**Exercise task:** In the forum post, how much notice did the wife give before moving?

**Document passage:**

· · ·

Hi all! Not happy to be here considering the name of the forum, but happy all the same to see other people going through the same issues and having a place to read about other peoples experiences with them.

As for my relationship with my wife, we don't hate each other and never have (but that can change quickly when one of the partners needs money).

Long story short, we have been very good room mates for the last 10 years, we sleep in the same bed, vacation at times together. We have stayed in this for my daughter, right or wrong. My daughter is 17 now.

My daughter started dating a hockey player from a different town about 8 months ago. he was playing for a team in our town and my wife and daughter thought it would be a good idea for him to stay with us. I said no of course because they would be sleeping in the same bed (he is 19 an not in school or working other than hockey, and yes, he does get paid to play, but not much). Of course, I was over ruled and he moved in anyway. He got drafted to his home town in the OHL 6 months later, and my daughter decided to go live with him and his mother and finish school there. My wife of course knows this is a bad thing since they fight all the time now, and she often intervenes Saturday night around 2AM, so she decides to move to that town too so my daughter has a place to live if anything goes wrong. She gave me 3 weeks notice. We have 30k equity in the house (used to have much more, but I already remortgaged twice to pay off credit cards of hers that I didn't know she had (about 20k now) and now we have 50k in debt. I always kept to my wedding vows and overlooked these things, but now she wants to skip her half of the debt and have me pay all the debt and also pay her half of the equity in the house. I also have a 475 truck payment on top of all this (that she wanted me to buy)

· · ·

**Given material:**

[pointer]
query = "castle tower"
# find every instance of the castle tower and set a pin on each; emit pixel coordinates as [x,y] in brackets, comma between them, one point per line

· · ·

**Finished exercise:** Three weeks.